Data excerpts:
+ + + + +
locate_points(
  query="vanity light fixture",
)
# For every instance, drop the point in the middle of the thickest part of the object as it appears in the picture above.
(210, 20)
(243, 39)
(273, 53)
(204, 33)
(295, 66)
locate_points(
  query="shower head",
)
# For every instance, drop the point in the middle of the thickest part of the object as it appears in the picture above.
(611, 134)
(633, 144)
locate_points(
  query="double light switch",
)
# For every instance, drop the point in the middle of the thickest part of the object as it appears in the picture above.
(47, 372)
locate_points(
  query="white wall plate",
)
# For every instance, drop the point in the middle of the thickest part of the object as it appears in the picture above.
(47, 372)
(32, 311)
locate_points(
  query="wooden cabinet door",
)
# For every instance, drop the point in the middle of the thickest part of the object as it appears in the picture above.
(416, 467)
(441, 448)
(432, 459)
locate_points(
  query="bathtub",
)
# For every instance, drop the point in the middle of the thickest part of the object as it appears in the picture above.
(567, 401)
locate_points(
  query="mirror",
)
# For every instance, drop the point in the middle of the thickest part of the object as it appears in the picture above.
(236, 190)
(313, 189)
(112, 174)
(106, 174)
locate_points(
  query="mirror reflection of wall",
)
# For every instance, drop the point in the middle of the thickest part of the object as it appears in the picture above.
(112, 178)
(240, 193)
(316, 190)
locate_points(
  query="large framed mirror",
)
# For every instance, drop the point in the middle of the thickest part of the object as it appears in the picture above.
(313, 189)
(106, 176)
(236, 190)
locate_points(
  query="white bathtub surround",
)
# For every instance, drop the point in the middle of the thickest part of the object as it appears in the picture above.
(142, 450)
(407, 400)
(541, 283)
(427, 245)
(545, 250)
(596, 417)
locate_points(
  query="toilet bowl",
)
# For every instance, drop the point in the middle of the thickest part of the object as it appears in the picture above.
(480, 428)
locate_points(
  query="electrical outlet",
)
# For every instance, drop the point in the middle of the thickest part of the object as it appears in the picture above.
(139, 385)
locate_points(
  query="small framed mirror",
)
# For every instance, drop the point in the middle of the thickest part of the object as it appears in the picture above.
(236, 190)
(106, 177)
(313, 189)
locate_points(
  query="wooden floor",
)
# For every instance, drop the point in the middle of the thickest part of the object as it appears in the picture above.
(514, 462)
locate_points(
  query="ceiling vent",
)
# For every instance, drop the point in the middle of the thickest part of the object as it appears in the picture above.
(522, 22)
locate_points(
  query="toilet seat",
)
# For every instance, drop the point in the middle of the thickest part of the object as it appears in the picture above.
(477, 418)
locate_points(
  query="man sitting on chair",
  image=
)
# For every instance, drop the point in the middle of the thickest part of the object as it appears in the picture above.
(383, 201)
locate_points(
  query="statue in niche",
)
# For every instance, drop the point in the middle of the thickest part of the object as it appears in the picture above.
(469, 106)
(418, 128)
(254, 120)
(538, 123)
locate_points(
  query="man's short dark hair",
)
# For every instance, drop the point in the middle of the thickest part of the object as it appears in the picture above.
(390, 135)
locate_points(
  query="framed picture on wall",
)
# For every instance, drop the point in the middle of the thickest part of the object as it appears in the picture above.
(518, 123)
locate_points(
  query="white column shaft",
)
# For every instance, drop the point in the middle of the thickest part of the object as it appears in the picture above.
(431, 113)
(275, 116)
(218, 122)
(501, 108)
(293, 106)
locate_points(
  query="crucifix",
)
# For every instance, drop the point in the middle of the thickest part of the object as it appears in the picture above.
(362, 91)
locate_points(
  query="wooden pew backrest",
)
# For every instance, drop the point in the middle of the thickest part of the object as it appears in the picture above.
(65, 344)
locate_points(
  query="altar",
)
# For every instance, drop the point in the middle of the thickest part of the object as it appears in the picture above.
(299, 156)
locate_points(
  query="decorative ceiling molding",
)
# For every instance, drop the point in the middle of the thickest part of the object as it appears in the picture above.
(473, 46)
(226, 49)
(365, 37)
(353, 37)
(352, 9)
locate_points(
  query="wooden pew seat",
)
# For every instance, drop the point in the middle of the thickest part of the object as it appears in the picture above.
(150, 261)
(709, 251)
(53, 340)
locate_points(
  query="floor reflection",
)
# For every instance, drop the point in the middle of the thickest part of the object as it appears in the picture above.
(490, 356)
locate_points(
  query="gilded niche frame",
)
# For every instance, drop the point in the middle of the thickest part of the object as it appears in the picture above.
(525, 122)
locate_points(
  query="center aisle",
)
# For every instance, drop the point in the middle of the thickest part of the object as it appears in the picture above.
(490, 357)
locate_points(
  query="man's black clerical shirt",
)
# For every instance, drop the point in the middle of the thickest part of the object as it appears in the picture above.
+ + + + +
- EXERCISE
Within the records above, find every line holding the word "reflection" and give the total as a bare number.

- RESULT OF THIS TASK
2